## begin

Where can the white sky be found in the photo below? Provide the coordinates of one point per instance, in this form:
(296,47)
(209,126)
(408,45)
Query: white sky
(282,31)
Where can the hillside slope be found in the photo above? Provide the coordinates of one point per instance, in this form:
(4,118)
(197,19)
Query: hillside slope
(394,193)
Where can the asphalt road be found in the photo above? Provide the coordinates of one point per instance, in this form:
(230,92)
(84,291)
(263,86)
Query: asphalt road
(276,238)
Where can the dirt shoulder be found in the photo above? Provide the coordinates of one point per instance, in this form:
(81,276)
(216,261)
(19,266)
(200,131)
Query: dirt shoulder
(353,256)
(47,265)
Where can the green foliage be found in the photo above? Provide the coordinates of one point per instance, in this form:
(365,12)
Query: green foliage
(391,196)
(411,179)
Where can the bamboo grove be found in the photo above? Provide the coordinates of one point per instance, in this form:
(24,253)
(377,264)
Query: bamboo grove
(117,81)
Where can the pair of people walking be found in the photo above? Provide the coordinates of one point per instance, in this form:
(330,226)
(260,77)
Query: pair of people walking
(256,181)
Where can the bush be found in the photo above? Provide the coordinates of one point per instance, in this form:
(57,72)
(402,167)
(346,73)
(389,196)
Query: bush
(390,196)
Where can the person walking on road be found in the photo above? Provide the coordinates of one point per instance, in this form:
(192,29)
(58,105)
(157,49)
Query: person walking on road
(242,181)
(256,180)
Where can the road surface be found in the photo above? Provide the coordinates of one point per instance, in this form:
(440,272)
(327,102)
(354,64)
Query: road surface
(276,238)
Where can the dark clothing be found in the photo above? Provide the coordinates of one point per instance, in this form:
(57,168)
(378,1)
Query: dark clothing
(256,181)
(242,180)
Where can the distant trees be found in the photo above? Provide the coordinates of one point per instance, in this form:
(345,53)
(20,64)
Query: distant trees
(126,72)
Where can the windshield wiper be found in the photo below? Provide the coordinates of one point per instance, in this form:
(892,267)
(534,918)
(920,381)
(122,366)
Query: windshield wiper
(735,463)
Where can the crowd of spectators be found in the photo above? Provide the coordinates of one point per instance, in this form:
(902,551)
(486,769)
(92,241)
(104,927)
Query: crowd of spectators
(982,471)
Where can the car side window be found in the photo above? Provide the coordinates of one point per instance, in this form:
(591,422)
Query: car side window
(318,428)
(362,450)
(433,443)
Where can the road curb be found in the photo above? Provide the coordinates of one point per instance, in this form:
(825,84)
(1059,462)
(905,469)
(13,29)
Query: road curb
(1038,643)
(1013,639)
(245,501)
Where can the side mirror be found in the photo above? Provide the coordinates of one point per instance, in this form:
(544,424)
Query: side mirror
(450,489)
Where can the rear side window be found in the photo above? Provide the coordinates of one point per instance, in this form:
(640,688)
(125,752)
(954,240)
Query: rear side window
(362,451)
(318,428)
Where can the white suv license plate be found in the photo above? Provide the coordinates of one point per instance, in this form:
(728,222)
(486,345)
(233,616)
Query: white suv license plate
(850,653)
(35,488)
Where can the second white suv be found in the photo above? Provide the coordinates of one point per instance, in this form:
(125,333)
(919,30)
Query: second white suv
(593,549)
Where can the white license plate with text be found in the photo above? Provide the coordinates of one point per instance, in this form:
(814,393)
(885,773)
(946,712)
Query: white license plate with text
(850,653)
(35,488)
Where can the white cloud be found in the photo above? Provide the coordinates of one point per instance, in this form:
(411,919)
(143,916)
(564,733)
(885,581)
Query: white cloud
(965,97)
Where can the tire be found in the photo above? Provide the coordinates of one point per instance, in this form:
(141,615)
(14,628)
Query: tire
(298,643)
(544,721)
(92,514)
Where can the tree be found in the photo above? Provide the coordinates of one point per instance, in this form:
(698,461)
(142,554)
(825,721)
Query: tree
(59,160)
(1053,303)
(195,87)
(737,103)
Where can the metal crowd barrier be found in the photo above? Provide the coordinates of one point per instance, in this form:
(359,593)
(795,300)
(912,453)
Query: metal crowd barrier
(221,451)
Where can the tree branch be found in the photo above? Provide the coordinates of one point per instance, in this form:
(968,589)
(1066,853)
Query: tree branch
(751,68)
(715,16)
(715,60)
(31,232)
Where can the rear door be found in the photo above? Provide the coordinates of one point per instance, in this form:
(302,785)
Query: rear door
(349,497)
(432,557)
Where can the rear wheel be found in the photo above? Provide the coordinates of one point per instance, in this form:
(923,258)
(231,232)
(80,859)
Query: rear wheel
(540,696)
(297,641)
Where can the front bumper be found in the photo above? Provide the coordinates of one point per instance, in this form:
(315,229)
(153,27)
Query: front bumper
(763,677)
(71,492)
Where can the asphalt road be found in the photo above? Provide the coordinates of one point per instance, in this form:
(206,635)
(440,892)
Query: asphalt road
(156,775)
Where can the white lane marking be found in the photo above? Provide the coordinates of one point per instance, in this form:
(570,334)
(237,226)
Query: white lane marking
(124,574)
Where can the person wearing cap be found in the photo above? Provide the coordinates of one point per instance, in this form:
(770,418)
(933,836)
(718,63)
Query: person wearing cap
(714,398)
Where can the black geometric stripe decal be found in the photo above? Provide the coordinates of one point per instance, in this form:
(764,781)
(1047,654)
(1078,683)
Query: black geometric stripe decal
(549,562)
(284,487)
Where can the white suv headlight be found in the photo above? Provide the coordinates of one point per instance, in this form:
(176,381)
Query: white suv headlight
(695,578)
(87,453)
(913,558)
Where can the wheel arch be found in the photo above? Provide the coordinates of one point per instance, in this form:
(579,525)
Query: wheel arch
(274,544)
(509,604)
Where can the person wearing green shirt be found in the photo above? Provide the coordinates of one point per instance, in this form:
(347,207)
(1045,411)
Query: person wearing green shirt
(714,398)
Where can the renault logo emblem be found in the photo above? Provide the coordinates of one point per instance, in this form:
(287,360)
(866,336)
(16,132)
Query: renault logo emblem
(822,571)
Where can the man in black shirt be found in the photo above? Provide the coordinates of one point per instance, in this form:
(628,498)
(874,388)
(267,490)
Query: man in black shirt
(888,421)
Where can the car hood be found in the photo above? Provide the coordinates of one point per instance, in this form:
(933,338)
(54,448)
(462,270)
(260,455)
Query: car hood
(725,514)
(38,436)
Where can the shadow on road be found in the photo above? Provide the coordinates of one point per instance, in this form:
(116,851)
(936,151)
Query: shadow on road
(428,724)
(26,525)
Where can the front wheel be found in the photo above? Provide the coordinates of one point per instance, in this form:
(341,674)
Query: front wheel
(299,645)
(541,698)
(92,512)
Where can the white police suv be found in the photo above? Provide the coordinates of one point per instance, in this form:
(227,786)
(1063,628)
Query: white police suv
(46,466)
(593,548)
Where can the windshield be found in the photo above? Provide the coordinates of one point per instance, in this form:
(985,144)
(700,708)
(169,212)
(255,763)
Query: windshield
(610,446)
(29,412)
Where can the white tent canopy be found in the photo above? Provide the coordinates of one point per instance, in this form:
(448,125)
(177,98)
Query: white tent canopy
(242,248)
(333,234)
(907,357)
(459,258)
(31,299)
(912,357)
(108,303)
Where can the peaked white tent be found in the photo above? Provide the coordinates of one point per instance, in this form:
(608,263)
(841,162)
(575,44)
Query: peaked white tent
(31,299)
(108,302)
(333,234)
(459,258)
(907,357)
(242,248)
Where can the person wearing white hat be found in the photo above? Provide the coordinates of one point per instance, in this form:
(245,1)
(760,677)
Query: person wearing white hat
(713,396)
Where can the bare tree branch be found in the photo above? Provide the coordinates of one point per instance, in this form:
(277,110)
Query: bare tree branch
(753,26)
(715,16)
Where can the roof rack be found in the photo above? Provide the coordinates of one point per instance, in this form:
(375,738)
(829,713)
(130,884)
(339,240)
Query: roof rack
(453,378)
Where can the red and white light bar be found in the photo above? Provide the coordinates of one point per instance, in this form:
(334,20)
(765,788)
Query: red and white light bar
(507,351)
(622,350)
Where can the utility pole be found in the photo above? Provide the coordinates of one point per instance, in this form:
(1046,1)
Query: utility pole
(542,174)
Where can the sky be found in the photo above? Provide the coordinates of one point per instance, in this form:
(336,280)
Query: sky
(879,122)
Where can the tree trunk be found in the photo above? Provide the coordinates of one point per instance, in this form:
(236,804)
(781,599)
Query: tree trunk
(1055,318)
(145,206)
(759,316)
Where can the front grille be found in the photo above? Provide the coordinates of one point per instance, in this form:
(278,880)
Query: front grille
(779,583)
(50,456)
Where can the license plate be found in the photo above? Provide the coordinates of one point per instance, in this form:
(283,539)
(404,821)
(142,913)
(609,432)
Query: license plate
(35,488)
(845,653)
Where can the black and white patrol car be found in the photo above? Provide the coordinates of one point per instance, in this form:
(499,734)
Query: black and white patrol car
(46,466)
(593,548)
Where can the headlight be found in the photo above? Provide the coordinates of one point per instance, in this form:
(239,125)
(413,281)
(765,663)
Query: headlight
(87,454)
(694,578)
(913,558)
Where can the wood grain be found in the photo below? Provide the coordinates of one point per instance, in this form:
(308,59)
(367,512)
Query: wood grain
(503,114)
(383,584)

## end

> _DIRECTIONS_
Extract every line from the one with "Where can the sky" down to the final line above, both included, exactly as written.

> _THE RESPONSE_
Where can the sky be found in the photo above? Provide the coordinates of one point per instance, in this form:
(336,280)
Query: sky
(879,122)
Where can the tree trunk be found in the photo above? Provide the coordinates of one point per instance, in this form:
(236,804)
(781,599)
Query: tree trunk
(1055,318)
(145,206)
(759,316)
Where can the front grille be found in the photo above? Provide the coordinates of one point per instance, in this form:
(278,880)
Query: front grille
(779,583)
(50,456)
Where can the license plate be found in the photo above? Provide the coordinates of one point per instance, in this form:
(283,539)
(404,821)
(142,913)
(609,432)
Query: license plate
(35,488)
(845,653)
Where can the black and white patrol car be found in the photo above? Provide the coordinates of one point per instance, in this form:
(499,734)
Query: black and white patrol car
(46,466)
(593,548)
Where can the headlight be found in the photo above? Provide the coordinates of one point per instance, in this form:
(239,125)
(413,281)
(765,663)
Query: headlight
(87,454)
(694,578)
(913,558)
Where can the wood grain be found in the photo below? Provide the coordinates of one point per instance, in this form:
(308,59)
(367,512)
Query: wood grain
(503,114)
(383,584)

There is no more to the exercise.